• [Problem requirements] Pick out every row that contains the word "pink".

• [Records supplied]
_ _ _ _

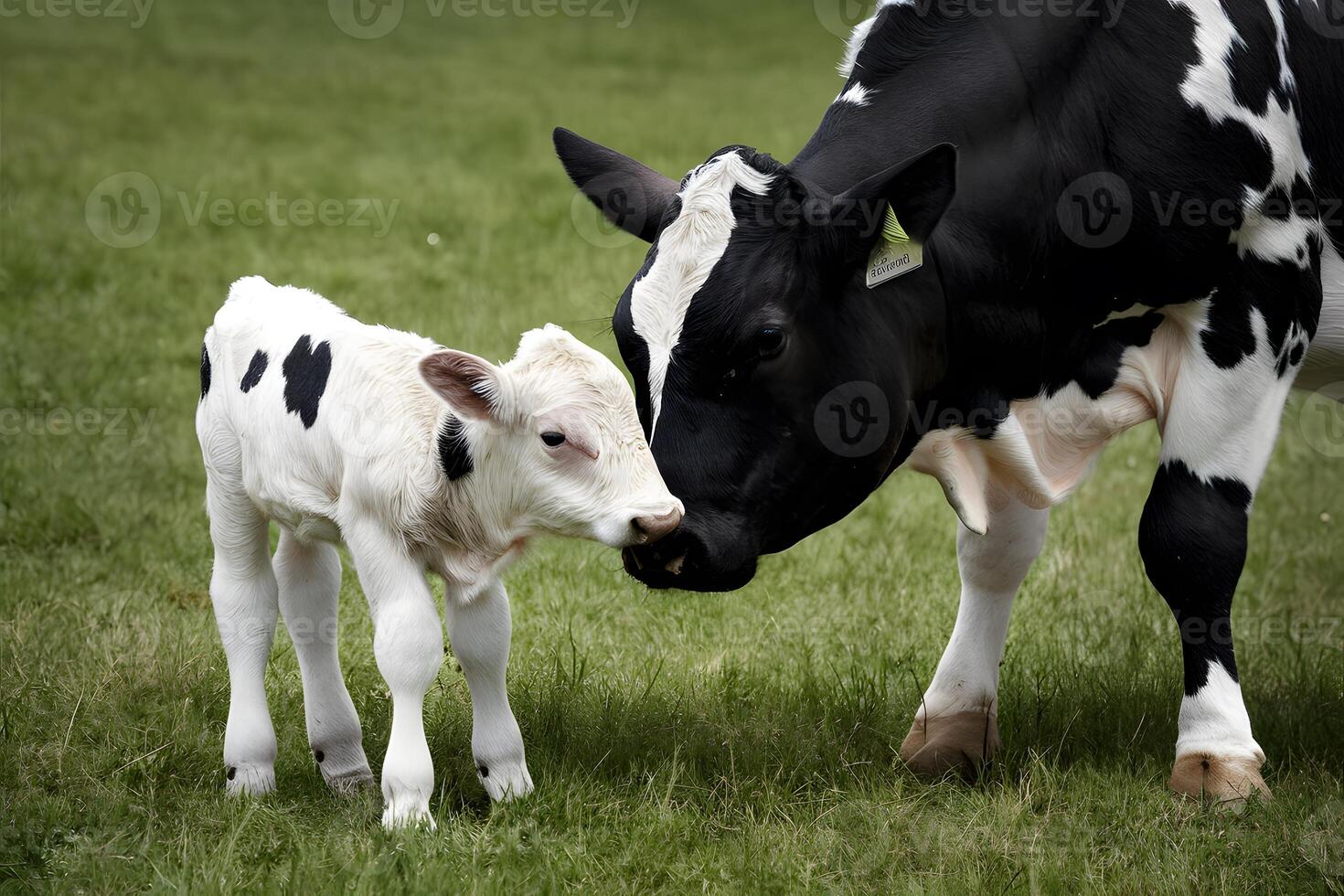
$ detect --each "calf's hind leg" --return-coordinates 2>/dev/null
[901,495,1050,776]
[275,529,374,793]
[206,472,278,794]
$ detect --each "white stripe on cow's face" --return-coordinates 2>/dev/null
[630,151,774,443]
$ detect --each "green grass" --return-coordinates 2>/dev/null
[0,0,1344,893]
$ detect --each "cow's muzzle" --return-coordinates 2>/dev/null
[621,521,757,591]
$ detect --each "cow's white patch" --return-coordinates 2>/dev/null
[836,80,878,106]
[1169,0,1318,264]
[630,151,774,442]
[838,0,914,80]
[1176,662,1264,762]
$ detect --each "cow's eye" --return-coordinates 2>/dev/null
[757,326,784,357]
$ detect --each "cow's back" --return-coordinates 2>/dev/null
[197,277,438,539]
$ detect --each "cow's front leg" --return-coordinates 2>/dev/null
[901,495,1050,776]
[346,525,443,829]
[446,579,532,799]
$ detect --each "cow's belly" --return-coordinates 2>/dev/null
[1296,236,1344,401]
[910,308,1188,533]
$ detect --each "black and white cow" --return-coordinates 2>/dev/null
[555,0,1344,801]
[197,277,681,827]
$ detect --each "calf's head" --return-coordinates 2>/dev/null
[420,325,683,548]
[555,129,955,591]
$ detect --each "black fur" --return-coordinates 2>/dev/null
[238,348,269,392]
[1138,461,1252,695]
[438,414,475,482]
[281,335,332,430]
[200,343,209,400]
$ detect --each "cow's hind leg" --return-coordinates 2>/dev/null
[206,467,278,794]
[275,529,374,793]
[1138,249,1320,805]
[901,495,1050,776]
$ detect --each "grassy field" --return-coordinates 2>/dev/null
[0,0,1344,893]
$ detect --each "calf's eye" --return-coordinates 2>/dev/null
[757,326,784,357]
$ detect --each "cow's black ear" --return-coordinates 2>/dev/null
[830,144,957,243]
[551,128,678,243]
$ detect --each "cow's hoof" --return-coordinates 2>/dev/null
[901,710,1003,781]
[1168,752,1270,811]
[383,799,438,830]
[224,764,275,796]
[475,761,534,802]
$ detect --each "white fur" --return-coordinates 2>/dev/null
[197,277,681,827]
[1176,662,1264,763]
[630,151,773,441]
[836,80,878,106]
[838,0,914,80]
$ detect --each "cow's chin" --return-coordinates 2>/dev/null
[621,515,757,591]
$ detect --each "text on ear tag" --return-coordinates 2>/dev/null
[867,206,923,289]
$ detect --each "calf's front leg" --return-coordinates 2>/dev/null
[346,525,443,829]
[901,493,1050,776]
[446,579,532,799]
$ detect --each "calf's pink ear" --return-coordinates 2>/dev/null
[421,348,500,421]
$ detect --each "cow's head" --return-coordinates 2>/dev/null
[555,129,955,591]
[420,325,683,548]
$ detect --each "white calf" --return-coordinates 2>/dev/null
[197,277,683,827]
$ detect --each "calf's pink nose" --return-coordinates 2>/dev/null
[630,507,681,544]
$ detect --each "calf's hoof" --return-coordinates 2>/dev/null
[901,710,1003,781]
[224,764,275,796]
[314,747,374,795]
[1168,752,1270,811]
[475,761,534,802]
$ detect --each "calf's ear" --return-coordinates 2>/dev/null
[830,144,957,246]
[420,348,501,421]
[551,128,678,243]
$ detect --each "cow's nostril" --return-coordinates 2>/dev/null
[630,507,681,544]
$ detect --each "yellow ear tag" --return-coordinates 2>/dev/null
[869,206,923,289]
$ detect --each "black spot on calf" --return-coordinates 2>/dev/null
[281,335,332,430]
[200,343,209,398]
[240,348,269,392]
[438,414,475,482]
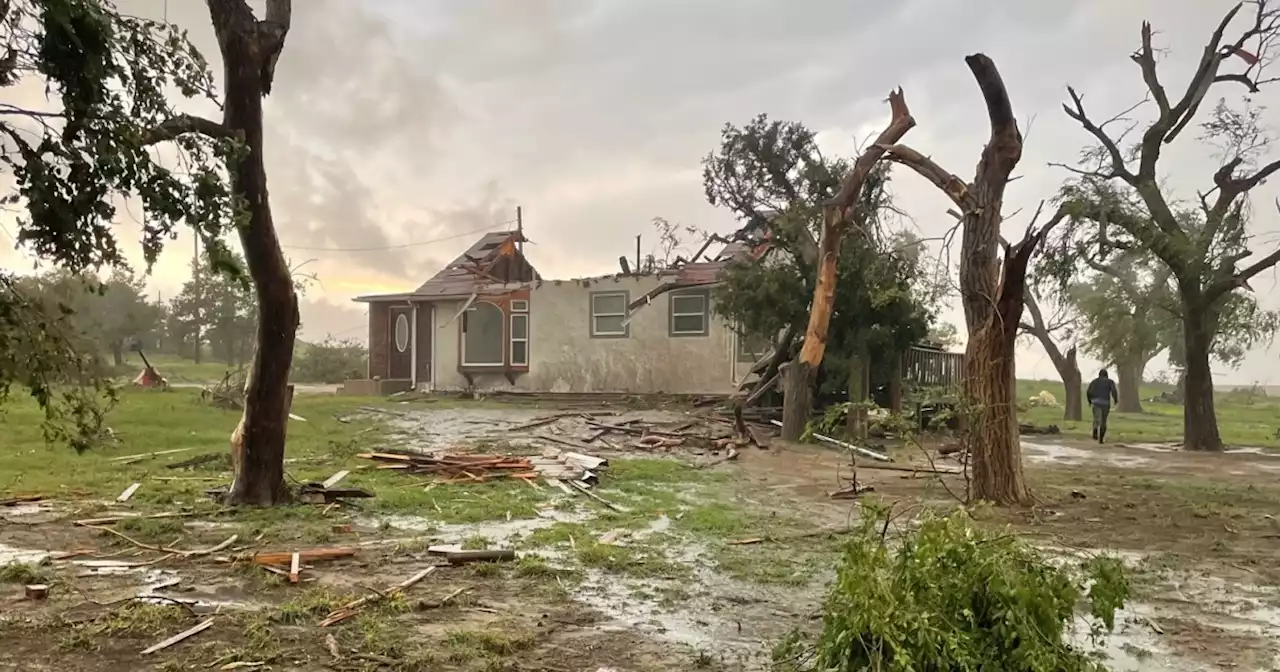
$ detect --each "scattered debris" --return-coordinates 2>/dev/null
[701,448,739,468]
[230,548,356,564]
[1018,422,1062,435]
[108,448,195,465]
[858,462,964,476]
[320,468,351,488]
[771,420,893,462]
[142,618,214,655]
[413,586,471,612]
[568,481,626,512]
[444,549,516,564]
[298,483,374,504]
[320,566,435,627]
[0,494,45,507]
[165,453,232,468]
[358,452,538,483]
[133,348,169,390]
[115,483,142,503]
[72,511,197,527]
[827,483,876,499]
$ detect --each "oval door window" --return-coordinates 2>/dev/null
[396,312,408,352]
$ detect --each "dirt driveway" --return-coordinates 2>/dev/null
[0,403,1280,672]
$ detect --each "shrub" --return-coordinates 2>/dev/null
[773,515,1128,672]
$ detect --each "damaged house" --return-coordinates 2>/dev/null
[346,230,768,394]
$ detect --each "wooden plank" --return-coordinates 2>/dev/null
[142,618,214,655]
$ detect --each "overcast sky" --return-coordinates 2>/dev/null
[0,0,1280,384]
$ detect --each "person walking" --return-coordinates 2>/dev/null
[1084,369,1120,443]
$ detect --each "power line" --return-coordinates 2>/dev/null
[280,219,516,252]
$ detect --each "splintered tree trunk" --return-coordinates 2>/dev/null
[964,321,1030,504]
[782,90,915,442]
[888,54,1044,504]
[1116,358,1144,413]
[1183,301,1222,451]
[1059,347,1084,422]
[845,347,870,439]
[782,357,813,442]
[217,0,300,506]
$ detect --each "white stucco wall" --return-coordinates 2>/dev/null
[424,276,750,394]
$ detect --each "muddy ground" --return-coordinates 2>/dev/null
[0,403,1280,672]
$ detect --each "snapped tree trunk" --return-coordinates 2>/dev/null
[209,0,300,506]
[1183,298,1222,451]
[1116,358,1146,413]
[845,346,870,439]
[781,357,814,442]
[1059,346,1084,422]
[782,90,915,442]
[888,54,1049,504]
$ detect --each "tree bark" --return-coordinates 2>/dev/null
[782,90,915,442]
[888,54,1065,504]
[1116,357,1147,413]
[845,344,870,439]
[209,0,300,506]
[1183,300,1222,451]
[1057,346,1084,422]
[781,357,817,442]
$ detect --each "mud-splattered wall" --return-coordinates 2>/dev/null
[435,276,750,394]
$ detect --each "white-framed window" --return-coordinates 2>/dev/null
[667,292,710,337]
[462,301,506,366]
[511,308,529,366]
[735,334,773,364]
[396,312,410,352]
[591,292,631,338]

_ _ _ _

• [Reply]
$ detect --each "calf's pink ear" --return-coordinates 2>/dev/null
$ detect --each "calf's pink nose" --return-coordinates 2>/dev/null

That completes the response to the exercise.